**PROBLEM STATEMENT:**
Every line from the line containing "Query: brick wall" through the final line below must be returned exactly, and no other line.
^^^^^^^^
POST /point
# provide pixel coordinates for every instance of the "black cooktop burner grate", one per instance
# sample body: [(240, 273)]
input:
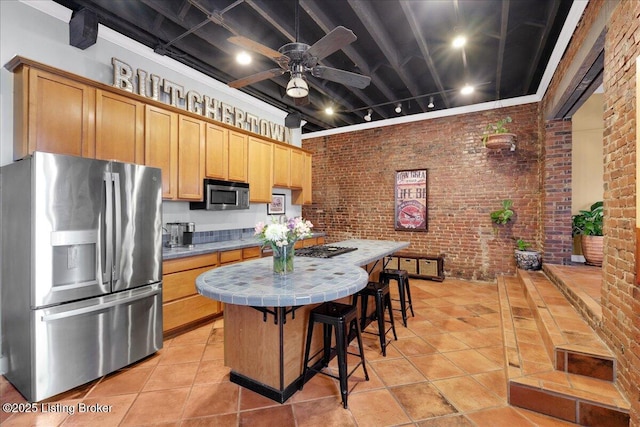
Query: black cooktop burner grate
[(323, 251)]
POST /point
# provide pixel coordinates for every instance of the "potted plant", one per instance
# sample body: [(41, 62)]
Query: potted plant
[(496, 135), (588, 225), (527, 259), (503, 216)]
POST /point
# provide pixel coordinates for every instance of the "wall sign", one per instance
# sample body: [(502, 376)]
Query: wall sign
[(411, 200), (155, 87)]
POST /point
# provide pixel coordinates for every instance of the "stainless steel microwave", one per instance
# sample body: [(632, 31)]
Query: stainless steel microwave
[(223, 195)]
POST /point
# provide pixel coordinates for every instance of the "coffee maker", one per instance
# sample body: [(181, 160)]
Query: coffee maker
[(180, 234)]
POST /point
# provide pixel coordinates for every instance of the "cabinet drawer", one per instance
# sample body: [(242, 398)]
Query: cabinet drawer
[(409, 264), (252, 252), (188, 263), (428, 267), (186, 310), (181, 284), (230, 256)]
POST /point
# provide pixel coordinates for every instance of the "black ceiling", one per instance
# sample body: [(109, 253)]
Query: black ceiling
[(403, 45)]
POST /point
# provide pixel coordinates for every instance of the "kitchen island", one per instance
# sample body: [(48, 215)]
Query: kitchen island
[(266, 315)]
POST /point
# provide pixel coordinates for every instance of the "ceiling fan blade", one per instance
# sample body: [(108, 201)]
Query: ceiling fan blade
[(301, 102), (261, 49), (264, 75), (335, 40), (340, 76)]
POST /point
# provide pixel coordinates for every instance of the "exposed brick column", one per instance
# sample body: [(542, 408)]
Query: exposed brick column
[(558, 242)]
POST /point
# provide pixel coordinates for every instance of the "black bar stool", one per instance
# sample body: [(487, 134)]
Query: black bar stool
[(380, 292), (404, 291), (338, 316)]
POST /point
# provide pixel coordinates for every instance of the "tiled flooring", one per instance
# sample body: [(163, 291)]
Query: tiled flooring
[(446, 369)]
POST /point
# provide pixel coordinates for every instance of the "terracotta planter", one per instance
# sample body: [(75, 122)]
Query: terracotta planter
[(500, 140), (592, 249), (528, 260)]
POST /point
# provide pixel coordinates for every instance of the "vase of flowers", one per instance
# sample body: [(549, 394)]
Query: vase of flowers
[(281, 236)]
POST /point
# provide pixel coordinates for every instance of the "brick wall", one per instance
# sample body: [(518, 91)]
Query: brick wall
[(353, 187), (622, 47), (620, 293)]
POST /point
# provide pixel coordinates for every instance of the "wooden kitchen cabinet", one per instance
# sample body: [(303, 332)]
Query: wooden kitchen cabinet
[(119, 128), (161, 147), (303, 196), (281, 166), (182, 306), (52, 113), (297, 169), (238, 151), (191, 153), (260, 170)]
^^^^^^^^
**ANSWER SPACE:**
Query: brick wall
[(353, 187), (622, 47), (620, 293)]
POST /point
# provide pixel coordinates for every instance of the "wooden kitchen cabinet", one per instance
# sample body: [(303, 332)]
Query: wooden kitchen cabinet
[(119, 128), (161, 147), (303, 196), (281, 166), (182, 306), (52, 113), (297, 169), (238, 151), (191, 153), (260, 170)]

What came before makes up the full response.